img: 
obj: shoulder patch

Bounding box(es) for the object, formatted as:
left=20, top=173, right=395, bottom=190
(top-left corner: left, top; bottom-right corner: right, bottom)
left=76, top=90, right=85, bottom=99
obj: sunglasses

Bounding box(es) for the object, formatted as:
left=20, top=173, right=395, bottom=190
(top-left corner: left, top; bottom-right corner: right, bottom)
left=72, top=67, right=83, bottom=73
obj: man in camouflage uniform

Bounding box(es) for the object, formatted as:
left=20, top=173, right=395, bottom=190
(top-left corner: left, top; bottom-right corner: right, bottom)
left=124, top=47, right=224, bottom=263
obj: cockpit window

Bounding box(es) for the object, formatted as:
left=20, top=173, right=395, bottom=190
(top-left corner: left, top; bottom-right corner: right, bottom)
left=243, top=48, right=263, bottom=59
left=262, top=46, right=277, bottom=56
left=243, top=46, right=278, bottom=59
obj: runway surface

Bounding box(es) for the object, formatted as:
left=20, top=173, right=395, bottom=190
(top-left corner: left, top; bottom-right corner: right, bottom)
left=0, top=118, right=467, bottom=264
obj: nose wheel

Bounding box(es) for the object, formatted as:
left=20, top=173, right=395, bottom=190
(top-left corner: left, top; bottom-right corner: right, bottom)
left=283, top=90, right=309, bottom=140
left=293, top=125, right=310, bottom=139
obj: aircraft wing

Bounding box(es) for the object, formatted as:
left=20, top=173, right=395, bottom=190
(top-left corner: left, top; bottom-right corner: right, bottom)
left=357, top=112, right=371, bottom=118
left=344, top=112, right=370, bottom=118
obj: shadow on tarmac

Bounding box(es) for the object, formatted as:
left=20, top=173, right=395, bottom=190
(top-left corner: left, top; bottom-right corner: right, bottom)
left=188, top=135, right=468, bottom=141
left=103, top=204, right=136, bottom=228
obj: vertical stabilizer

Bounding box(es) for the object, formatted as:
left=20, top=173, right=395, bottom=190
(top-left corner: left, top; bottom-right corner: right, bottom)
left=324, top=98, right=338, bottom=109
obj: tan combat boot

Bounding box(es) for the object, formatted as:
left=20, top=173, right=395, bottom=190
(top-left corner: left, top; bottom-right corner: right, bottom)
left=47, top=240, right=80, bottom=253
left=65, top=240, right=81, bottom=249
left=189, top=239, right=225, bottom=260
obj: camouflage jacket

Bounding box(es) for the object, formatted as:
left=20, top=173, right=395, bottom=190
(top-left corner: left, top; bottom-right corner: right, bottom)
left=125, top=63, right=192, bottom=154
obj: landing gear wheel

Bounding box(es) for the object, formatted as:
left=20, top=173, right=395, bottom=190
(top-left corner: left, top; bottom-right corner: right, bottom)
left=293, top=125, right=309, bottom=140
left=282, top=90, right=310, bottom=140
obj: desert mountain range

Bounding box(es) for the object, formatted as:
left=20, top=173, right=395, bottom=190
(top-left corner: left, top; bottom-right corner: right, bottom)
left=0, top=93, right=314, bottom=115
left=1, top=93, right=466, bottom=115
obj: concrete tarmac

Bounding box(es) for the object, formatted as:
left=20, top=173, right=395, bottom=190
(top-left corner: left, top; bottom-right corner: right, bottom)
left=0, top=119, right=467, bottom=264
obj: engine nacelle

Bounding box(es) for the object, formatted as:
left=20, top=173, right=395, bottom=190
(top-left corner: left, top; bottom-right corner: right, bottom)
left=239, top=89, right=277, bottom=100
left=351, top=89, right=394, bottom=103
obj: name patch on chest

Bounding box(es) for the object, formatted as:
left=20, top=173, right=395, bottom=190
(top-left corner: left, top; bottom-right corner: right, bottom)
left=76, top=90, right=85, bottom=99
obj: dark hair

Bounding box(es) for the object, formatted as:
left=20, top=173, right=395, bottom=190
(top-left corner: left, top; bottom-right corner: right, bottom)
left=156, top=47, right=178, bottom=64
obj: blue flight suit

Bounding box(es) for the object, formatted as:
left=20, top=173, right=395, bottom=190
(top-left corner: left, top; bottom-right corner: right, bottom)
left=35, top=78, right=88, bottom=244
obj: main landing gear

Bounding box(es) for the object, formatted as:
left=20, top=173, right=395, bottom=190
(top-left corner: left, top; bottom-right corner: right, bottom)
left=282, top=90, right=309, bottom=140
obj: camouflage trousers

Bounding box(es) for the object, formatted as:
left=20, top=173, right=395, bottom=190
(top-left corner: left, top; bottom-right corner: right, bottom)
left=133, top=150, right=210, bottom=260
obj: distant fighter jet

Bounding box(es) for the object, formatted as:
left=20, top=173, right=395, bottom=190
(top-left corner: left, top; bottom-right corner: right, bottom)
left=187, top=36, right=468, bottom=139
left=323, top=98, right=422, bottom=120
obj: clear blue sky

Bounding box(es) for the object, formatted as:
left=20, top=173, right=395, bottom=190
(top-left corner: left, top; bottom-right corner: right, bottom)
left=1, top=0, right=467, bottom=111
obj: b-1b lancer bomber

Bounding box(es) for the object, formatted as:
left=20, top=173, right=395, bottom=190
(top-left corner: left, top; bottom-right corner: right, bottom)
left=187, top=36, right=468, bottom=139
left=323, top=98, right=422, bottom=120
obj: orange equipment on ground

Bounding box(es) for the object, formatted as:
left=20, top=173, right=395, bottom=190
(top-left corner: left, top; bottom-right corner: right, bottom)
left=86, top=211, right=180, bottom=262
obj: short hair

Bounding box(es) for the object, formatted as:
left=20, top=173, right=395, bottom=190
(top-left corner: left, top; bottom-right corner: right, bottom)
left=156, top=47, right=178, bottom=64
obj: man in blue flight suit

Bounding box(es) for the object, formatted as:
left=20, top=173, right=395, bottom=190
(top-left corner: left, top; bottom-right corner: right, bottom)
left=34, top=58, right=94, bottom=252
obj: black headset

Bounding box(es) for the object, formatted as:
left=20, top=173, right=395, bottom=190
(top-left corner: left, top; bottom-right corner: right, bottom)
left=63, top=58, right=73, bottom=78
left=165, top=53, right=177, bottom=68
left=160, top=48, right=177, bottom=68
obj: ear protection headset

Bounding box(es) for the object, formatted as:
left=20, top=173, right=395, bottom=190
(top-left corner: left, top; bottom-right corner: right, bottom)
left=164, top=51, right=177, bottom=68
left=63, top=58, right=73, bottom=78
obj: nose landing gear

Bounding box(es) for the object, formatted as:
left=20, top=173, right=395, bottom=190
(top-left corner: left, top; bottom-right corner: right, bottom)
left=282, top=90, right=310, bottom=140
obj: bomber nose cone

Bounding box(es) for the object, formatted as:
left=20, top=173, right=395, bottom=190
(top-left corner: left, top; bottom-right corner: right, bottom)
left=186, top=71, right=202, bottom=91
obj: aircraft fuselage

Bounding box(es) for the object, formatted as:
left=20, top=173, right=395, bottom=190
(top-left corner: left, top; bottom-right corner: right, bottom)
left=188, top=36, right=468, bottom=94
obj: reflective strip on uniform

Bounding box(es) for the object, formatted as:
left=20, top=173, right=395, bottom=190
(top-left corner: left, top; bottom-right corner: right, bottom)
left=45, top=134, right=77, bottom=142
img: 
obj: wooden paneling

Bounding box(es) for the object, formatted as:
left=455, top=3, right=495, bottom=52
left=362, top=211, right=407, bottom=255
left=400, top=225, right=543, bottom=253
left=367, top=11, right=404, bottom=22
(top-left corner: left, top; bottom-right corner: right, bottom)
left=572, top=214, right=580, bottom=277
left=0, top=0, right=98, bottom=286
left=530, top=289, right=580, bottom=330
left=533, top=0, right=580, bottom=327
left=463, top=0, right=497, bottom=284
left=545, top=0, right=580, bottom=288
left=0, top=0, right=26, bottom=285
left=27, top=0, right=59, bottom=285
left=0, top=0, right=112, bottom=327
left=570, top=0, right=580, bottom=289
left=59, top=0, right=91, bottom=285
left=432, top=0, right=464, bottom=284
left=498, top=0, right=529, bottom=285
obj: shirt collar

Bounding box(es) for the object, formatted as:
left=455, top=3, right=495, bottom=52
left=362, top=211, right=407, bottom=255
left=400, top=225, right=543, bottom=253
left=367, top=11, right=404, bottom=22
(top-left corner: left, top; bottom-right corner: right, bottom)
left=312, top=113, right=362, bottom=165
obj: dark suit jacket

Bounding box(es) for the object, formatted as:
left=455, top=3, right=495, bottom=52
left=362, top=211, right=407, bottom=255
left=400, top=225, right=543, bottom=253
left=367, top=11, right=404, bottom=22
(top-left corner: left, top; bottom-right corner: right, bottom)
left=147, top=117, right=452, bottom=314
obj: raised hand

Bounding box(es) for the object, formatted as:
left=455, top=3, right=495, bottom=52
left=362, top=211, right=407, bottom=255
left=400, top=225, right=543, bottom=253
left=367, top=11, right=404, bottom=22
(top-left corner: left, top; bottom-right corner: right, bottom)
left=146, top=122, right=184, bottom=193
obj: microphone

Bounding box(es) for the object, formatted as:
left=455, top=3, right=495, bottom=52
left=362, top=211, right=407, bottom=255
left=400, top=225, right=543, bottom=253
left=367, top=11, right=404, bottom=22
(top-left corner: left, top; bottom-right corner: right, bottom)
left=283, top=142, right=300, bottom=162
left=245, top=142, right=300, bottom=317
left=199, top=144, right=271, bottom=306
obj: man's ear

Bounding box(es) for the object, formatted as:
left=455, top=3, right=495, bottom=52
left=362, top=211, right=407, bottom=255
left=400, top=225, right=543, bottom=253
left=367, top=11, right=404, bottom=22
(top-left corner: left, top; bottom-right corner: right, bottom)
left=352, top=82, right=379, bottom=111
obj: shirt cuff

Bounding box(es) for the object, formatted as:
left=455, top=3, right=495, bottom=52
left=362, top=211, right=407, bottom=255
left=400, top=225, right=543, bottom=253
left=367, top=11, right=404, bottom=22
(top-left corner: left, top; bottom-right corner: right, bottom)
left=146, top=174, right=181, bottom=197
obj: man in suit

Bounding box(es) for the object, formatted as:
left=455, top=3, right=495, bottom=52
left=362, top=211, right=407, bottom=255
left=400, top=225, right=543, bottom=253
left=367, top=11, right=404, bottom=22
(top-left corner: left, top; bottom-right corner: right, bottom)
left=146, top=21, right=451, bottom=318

* **Exercise**
Check each line of the data for the string "headset" and state how many lines contain it, without any other output.

* **Answer to this exercise**
2